* start TASK DATA *

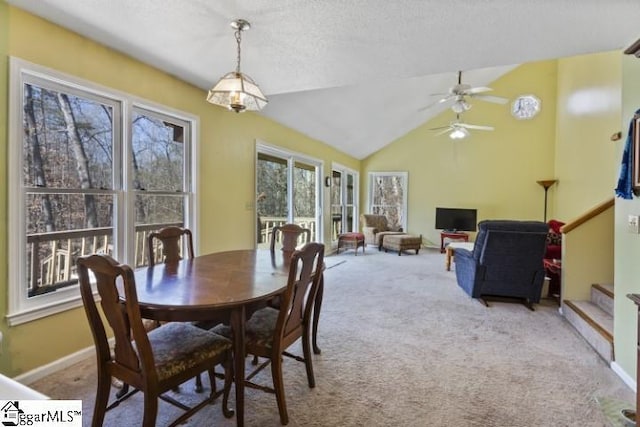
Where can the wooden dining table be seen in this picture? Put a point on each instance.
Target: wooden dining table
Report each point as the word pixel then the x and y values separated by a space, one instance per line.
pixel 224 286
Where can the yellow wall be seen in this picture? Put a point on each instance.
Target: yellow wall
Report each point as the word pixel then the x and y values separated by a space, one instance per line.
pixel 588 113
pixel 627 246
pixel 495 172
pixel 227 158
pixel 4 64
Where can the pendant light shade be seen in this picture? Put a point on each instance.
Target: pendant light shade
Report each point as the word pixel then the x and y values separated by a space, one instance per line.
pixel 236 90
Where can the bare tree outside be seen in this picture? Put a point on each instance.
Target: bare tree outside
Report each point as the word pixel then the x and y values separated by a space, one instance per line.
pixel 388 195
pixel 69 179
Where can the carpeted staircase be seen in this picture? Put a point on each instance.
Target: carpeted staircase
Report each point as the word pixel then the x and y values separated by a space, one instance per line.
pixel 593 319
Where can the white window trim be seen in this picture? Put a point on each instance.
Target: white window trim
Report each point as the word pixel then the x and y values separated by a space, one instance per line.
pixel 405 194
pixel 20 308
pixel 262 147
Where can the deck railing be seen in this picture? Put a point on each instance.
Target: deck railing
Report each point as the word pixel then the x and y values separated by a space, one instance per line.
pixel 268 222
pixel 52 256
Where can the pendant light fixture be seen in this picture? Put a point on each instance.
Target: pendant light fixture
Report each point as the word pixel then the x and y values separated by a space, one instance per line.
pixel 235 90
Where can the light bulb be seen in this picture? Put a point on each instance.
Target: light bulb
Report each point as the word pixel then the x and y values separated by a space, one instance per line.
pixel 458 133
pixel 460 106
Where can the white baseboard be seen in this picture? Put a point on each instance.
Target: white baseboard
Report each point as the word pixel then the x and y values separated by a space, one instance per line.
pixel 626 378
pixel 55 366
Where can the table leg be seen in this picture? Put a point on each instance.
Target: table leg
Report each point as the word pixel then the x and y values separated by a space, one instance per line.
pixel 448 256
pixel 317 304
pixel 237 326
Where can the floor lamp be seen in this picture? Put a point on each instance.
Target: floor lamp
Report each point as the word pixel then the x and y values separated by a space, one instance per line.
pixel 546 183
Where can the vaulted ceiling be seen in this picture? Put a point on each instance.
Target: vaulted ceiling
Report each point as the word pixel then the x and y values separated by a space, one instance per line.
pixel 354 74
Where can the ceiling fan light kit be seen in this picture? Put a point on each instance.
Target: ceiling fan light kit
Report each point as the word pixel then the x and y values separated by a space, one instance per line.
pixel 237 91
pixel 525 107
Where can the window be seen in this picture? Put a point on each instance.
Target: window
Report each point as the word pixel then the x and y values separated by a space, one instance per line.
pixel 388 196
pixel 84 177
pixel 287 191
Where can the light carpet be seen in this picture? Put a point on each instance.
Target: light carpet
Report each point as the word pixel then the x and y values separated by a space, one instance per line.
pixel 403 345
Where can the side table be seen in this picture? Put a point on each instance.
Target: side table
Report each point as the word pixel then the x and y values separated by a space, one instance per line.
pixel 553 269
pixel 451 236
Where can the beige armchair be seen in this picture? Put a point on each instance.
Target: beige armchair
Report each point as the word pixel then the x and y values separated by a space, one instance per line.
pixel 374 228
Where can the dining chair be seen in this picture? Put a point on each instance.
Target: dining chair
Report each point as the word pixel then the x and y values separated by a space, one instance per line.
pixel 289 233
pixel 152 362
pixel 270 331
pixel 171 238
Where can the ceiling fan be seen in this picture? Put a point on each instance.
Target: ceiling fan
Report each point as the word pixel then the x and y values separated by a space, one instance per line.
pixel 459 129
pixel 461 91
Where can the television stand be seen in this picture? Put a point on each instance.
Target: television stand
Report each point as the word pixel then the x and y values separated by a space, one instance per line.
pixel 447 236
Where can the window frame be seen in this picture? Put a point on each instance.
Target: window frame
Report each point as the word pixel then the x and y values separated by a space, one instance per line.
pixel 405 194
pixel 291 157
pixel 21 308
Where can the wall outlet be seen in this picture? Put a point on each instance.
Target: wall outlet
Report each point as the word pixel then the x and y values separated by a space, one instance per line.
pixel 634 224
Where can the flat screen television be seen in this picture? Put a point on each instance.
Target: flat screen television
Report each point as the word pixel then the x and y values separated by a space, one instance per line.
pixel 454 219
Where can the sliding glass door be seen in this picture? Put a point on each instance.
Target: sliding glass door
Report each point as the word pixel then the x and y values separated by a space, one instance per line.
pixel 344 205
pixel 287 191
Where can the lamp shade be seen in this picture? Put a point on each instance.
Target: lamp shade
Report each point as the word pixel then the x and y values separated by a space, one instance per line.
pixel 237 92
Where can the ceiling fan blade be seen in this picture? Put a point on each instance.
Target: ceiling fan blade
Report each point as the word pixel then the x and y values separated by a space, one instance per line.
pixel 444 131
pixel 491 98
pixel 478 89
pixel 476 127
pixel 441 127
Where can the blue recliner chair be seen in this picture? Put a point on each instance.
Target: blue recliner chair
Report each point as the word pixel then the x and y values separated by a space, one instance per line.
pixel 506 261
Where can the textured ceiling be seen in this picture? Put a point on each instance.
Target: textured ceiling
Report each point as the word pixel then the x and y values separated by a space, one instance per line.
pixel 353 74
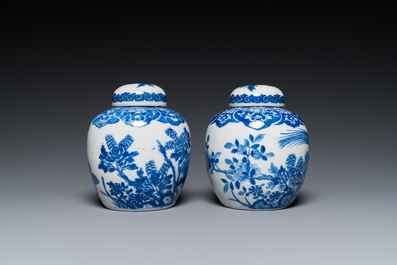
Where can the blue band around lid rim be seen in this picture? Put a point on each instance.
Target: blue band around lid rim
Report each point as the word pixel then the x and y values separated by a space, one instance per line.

* end TASK DATA *

YOUR TASK » Copy the rows again, from the top of the rows through the line that contains "pixel 224 286", requests included, and leave out the pictures. Scale the x and y point coordinates in the answers by 2.6, rounding to whole numbers with halves going up.

SOLUTION TO THIS PROBLEM »
Where can the wooden dining table be seen in this picture? Put a point on each instance.
Target: wooden dining table
Report each point as the word pixel then the x and y values separated by a space, one instance per line.
pixel 582 744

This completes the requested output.